PROBLEM TO WORK ON:
Quote the passage of the kayaking piece from "I’ve never previously" up to and including "deprive us of.".

DOCUMENT TEXT:
Chris Haining June 19, 2017 Roadwork 17 Comments

Always on the quest for new and exciting experiences, my wife and I have just got into wearing neoprene and playing with rubber. With designs on seeing familiar things from a unique and dangerous perspective, we’ve taken up kayaking.

I’ve never previously been much involved in watersports – in the kind of aquatic pursuits I enjoy the most, getting wet often means you’ve had a very bad, expensive day out. Playing out on the estuary with the Kayak, though, is something else. With our inflatable plaything, you’re separated from the water by only air and a few millimeters of man-made membrane. Best of all, you’re 100% involved in what your vessel does.

So, just as I found helming a yacht and riding my bike, Kayaking reminded me of the feel and sensation that cars so often deprive us of.

The forthcoming experience relates only to the inflatable type – more Canoe than Kayak, really, but these things were named by somebody more informed than I. We chose an overgrown beach toy for reasons of portability and storage – when flaccid it easily fits a car trunk – and, of course, price. Our Sevylor Madison was £350 or so, substantially less costly than a similarly sized rigid setup. That said, if we did decide to move to a solid plastic variation of the theme, a second-hand example is probably quite affordable.

Even before you launch, unique feelings and sensations come on stream. A small, sandy beach by our local yacht club is our favorite launch place, we inflate the kayak to its maximum 1.5PSI on the small concrete promenade above the beach. Then, with the bow firmly aground but the rest of the hull afloat, Nicola boards the front seat first and I follow from my more generous wading depth.

INFORMATION SUPPLIED:
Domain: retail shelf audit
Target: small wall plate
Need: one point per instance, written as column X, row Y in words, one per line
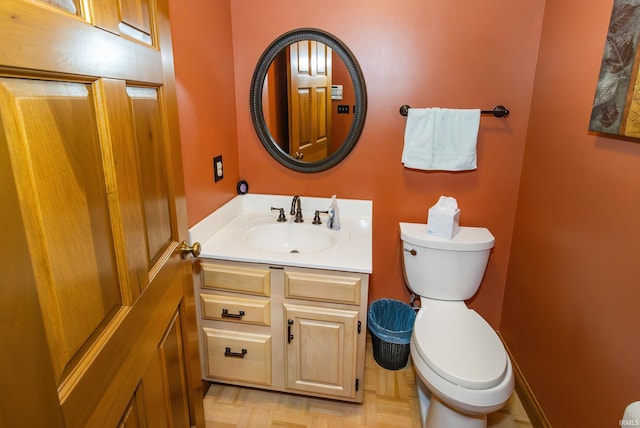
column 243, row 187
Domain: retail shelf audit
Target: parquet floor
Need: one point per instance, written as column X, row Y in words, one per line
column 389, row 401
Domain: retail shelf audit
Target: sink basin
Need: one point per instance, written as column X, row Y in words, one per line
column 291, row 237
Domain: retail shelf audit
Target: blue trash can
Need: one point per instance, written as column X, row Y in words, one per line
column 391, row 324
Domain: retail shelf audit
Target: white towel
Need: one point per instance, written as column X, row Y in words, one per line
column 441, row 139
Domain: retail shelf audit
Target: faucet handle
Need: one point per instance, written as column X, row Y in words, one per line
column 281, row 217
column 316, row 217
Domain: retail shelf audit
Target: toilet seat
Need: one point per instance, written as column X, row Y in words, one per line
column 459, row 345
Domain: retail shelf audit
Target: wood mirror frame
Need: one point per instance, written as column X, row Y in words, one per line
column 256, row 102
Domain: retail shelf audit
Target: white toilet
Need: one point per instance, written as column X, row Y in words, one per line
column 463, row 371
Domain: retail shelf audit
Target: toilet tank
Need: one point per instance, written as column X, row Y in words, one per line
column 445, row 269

EXERCISE OUTPUT:
I’ve never previously been much involved in watersports – in the kind of aquatic pursuits I enjoy the most, getting wet often means you’ve had a very bad, expensive day out. Playing out on the estuary with the Kayak, though, is something else. With our inflatable plaything, you’re separated from the water by only air and a few millimeters of man-made membrane. Best of all, you’re 100% involved in what your vessel does.

So, just as I found helming a yacht and riding my bike, Kayaking reminded me of the feel and sensation that cars so often deprive us of.